_BRIEF_
Every entry below needs to be repeated exactly as written.

Start of INPUT MATERIAL

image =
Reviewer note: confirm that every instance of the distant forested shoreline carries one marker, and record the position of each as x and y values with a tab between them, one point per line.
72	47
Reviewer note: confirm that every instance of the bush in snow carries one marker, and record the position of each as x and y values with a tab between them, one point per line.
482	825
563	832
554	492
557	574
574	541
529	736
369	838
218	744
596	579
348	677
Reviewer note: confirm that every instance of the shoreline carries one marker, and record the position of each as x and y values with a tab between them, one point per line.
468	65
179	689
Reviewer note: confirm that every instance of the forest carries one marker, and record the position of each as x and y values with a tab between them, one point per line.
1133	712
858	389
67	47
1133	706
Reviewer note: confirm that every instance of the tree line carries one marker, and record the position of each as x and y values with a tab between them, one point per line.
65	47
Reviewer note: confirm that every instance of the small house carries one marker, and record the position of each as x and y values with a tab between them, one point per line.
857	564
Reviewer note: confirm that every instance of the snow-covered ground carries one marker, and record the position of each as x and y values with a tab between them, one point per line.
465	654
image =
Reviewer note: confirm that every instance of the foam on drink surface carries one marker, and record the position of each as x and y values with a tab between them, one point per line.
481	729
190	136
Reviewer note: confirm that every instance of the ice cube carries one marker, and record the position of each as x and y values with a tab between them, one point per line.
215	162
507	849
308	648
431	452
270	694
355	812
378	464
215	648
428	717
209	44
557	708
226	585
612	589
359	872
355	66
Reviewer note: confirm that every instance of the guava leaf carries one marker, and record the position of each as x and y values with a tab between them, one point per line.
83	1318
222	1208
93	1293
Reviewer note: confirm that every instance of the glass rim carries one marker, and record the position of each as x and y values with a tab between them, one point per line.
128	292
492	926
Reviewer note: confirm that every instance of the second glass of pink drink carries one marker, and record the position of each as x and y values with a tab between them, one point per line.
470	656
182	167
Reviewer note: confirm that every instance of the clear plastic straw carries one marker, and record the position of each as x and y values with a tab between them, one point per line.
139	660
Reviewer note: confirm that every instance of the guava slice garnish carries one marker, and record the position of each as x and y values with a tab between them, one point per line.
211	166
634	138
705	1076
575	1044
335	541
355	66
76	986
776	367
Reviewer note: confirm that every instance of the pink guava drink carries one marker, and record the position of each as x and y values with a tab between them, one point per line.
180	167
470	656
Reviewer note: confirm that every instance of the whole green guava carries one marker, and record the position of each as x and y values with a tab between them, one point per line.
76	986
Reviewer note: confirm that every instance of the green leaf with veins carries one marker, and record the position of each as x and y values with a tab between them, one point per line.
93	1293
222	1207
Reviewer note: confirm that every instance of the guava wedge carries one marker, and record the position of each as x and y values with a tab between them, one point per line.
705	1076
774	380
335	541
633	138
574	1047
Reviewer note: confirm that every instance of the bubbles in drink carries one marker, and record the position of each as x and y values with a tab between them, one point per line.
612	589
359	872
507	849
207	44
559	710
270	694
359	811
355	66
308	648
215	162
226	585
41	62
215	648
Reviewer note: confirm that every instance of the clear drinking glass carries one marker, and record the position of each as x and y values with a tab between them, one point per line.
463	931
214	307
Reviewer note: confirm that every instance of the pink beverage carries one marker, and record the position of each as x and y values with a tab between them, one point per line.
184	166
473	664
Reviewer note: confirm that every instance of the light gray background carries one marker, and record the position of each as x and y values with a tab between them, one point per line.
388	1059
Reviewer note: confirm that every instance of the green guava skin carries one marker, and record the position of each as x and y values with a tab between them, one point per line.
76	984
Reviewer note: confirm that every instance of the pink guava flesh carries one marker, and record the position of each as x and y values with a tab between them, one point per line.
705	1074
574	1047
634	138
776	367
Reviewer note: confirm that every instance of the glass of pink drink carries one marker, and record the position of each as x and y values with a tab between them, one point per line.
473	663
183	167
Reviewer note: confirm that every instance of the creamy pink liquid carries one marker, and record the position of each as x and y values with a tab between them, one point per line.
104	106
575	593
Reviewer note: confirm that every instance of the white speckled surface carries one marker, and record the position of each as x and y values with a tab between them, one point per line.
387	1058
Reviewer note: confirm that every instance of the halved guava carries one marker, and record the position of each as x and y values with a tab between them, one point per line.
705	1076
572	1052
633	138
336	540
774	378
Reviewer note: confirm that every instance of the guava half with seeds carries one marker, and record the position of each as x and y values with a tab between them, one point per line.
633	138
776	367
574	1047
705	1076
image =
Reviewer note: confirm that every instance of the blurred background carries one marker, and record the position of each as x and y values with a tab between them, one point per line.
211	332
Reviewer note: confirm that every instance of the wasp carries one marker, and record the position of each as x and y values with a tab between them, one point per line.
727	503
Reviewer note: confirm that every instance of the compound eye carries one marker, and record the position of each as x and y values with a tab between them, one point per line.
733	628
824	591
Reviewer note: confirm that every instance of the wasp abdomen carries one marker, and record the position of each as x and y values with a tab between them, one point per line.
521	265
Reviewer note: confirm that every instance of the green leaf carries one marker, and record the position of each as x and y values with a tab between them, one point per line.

End of INPUT MATERIAL

_TASK OUTPUT_
image =
Reviewer note: confirm that every instance of the distant forested shoreline carries one marker, and record the position of each as x and y values with a tab between them, one point per line.
72	47
Reviewer note: confirm that every instance of the bush in snow carries one marker, and record the position of each as x and y values with a tab between them, one point per line.
482	825
563	832
554	492
557	574
574	541
529	736
369	838
218	744
596	579
348	677
Reviewer note: confirm that every instance of the shoreline carries one marker, and record the position of each as x and y values with a tab between them, one point per line.
468	65
179	689
Reviewer note: confirm that every instance of the forest carries one marker, and record the position of each as x and y values with a tab between them, one point per line.
1133	712
858	389
67	47
1133	706
Reviewer note: confirm that every instance of the tree line carries one marker, and record the position of each as x and y values with a tab between them, one point per line.
65	47
Reviewer note: confirm that every instance of the small house carries one marker, and record the position of each as x and y values with a tab between them, one point per line.
857	564
Reviewer note: confirm that every instance of the snow-covered ground carries one marker, and record the position of each as x and y values with a tab between them, one point per line.
465	654
image =
Reviewer note: confirm that every instance of the foam on drink surface carries one marker, and record the position of each as x and y values with a tab between them, one point per line.
481	729
190	136
Reviewer note: confirm that every instance of the ice cube carries one marker, and record the position of each as x and y values with a tab between them, one point per line.
215	162
507	849
308	648
431	452
270	694
355	812
378	464
215	648
428	717
209	44
557	708
226	585
612	589
359	872
355	66
Reviewer note: confirm that every instance of the guava leaf carries one marker, and record the position of each as x and y values with a tab between them, one point per line.
83	1318
222	1208
93	1293
Reviewer note: confirm that every instance of the glass rim carries one marker, and record the position of each as x and y values with a tab between them, one point per line.
128	292
492	926
Reviewer note: confirm that every instance of the second glass of pink drink carries one marker, and record the position of each as x and y values with a tab between them, one point per line.
470	656
182	167
Reviewer note: confirm that every instance of the clear plastic straw carries one marker, and record the position of each as x and y values with a tab between them, one point per line.
139	660
Reviewer note: confirm that every instance of the guava slice garnish carries one marker, and record the position of each as x and y values with a tab between them, one point per line.
211	166
634	138
705	1076
575	1044
335	541
355	66
76	986
776	367
Reviewer note: confirm that every instance of the pink guava drink carries one marker, and record the position of each as x and y values with a tab between them, one point per line.
180	167
470	656
Reviewer note: confirm that every instance of the whole green guava carries one marker, and record the position of each as x and y values with a tab between them, one point per line.
76	986
Reviewer note: confirm that every instance of the green leaf with veins carries one marker, and record the position of each as x and y values with a tab between them, one point per line.
93	1293
222	1207
Reviewer note: confirm that every instance of the guava wedge carries one marker, and record the position of each as x and y values with a tab between them, one point per line.
705	1076
774	380
335	541
633	138
574	1047
Reviewer note: confirm that every instance of the bubbles in drink carries one marker, and record the position of each as x and y values with a tab between them, one point per line.
612	589
359	872
507	849
207	44
559	710
270	694
359	811
355	66
308	648
215	162
226	585
41	62
215	648
Reviewer note: confirm that every instance of the clear drinking glass carries one marker, and record the position of each as x and y values with a tab between them, one point per line.
463	931
214	307
Reviewer note: confirm that every instance of the pink beverage carries one marker, and record the position of each as x and y values with a tab between them, one point per line.
184	166
473	664
Reviewer note: confirm that every instance of the light gray background carries one marker, and record the position of each as x and y values with a tab between them, one point per line.
388	1059
Reviewer note: confirm that every instance of the green guava skin carries one marker, and record the position of each as x and y values with a tab between them, one point per line.
76	984
Reviewer note: confirm that every instance of the pink guava flesh carries one marker, and record the position of each as x and y values with a tab between them, one point per line.
705	1074
574	1047
634	138
776	367
Reviewer note: confirm that every instance of the glass of pink drink carries one marker, and record the position of each as x and y values with a tab between them, one point per line.
473	663
183	167
Reviewer note: confirm that every instance of the creamy pink liquid carries one marker, and record the position of each as x and y values with a tab between them, one point per line.
104	106
575	593
Reviewer note: confirm that every instance of the white speckled surface carries one marker, and record the position of each as x and y values with a tab between them, one point per line.
387	1058
Reviewer note: confirm that every instance of the halved guava carries one marker, and record the position of each as x and y values with a tab between them, one point per line.
705	1076
572	1052
633	138
336	540
774	378
Reviewer note: confirm that every instance of the guava half with seeds carries one marker, and record the position of each as x and y values with a tab between them, one point per line.
633	138
776	367
574	1047
705	1076
image =
Reviewer note: confirm that every instance of the blurred background carries one marker, and record the position of each as x and y values with a tab between them, one point per line.
211	332
Reviewer note: confirm that every instance of the wasp carries one marker, and record the position of each as x and y values with a tab between them, one point per line.
727	503
Reviewer note: confirm that every instance of the compound eye carries one marker, and record the position of each as x and y values with a tab between them, one point per line.
733	628
824	591
Reviewer note: confirm that every instance of the wasp abdomen carries one marker, and record the position of each as x and y values with a tab between them, one point per line.
521	265
Reviewer note: confirm that every instance of the green leaf carries one marker, and record the position of each as x and y values with a tab between them, one point per line.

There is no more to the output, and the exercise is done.